BACAAN YANG DISEDIAKAN.
Pada dua peristiwa itu nama RPKAD berubah menjadi Kopassandha dan Kopassus. Sebetulnya masih banyak lagi peristiwa di dalam negeri yang mengharumkan nama pasukan khusus ini. Kiprahnya di Timtim, Aceh dan daerah-daerah lainnya.

Namun tidak selamanya aroma wewangian meliputi Korps Baret Merah. Ada saat dimana Kopassus secara institusi dituding berada di balik satu peristiwa yang memalukan, padahal hanya dilakukan beberapa oknum. Misalnya penculikan beberapa mahasiswa dan aktifis di tahun 1998. Gara-gara Tim Mawar nama Kopassus jeblok. Korban penculikan yang sudah menghirup udara bebas, sempat mengoceh kesana kemari. Sungguh, Kopassus kerepotan membersihkan nama baiknya waktu itu.

Sejak itulah, Kopassus menurut istilah Amirul ‘tidak dipake’. Artinya hampir di semua penugasan, satuan Kopassus seperti ditinggalkan, prajurit-prajurit pilihan itu kembali ke basis-basis mereka dengan kepala tertunduk. Masyarakat pun mungkin alergi mendengar nama Kopassus.

Tahun-tahun kepemimpinan Letjen Prabowo Subianto berlalu. Digantikan Mayjen Muchdi kemudian Mayjen Sjahrir MS. Adalah Gus Dur ketika Kopassus dipimpin Sjahrir mengunjungi markas satuan elite ini di Cijantung, pada tanggal 21 Januari 2000. Dengan segala keterbatasan fisiknya, Gus Dur ingin membangunkan kembali semangat para prajurit Baret Merah.

Bagi Kopassus kujungan resmi itu memiliki nilai dan makna tersendiri, karena merupakan kunjungan kerja pertama kalinya seorang presiden ke kesatuan Kopassus. Presiden-presiden sebelumnya datang ke markas Kopassus dalam rangka upacara korps ini.

Diberi kepercayaan
Waktu berganti, perubahan pun terjadi. Kini Kopassus mulai diberi kepercayaan kembali dalam operasi-operasi militer. Meskipun demikian, kepercayaan itu tampaknya belum penuh. Sebab dalam operasi-operasi itu Kopassus bergabung dengan satuan lain pada batalyon gabungan seperti di Ambon dan Aceh. Di Ambon batalyon gabungan terdiri dari Kopassus, Marinir dan Paskhas. Kemudian di Aceh bersama Kostrad tergabung dalam Den Cakra. Tim Rajawali yang dikirim ke Aceh terdiri dari Kopassus, Kostrad, Marinir dan Paskhas. Operasi gabungan itu, yang terdiri dari satuan-satuan khusus guna mengatasi konflik.

Mulanya memang agak sulit, artinya prajurit Kopassus yang selama ini biasa bergerak sendiri, kini harus bergerak dalam operasi gabungan. Namanya pun khusus sehingga mereka berada di atas rata-rata prajurit biasa. Mungkin juga terselip di hampir semua prajurit Kopassus rasa ekslusifisme, sehingga mereka enggan bergabung dalam operasi dengan satuan lain.

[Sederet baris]
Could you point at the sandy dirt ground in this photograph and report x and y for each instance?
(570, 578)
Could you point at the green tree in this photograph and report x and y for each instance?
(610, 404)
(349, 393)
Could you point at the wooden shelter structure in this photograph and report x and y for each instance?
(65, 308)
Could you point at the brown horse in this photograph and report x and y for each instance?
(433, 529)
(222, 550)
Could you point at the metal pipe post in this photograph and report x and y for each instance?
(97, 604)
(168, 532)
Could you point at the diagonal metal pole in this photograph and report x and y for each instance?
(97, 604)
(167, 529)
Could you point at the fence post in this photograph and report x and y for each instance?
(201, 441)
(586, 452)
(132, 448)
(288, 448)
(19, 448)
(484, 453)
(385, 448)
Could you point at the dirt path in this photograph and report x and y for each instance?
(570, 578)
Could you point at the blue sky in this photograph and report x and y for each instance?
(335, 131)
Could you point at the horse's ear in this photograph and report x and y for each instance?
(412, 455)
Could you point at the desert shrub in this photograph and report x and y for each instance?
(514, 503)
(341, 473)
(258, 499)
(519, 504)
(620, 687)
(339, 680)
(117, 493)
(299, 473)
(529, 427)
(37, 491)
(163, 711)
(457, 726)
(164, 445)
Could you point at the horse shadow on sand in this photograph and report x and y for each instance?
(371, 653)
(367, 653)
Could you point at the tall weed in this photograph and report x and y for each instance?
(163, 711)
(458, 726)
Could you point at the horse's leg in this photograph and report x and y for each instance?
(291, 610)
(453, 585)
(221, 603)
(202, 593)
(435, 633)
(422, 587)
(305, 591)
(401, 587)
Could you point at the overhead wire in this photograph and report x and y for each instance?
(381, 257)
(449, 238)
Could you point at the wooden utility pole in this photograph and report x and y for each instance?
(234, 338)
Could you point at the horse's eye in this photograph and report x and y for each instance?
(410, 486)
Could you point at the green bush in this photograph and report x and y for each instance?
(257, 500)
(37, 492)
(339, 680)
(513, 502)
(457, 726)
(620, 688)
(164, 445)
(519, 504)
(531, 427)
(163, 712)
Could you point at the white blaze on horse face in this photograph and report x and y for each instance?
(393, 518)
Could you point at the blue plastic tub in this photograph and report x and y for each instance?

PETUNJUK DAN KETENTUAN.
Tolong ringkas paragraf dalam teks tentang Kopassus yang diawali "Waktu berganti, perubahan pun terjadi" menjadi daftar butir yang tetap memuat fakta pokoknya. Gunakan hanya teks tentang Kopassus sebagai sumber.

JAWABAN LATIHAN.
- Kopassus mulai diberi kepercayaan kembali dalam operasi militer, tetapi kepercayaan itu tampaknya belum penuh.
- Sebabnya, dalam operasi itu Kopassus bergabung dengan satuan lain dalam batalyon gabungan, seperti di Ambon dan Aceh.
- Di Ambon, batalyon gabungan terdiri dari Kopassus, Marinir, dan Paskhas.
- Di Aceh, Kopassus bersama Kostrad tergabung dalam Den Cakra.
- Tim Rajawali yang dikirim ke Aceh terdiri dari Kopassus, Kostrad, Marinir, dan Paskhas.
- Operasi gabungan itu terdiri dari satuan-satuan khusus untuk mengatasi konflik.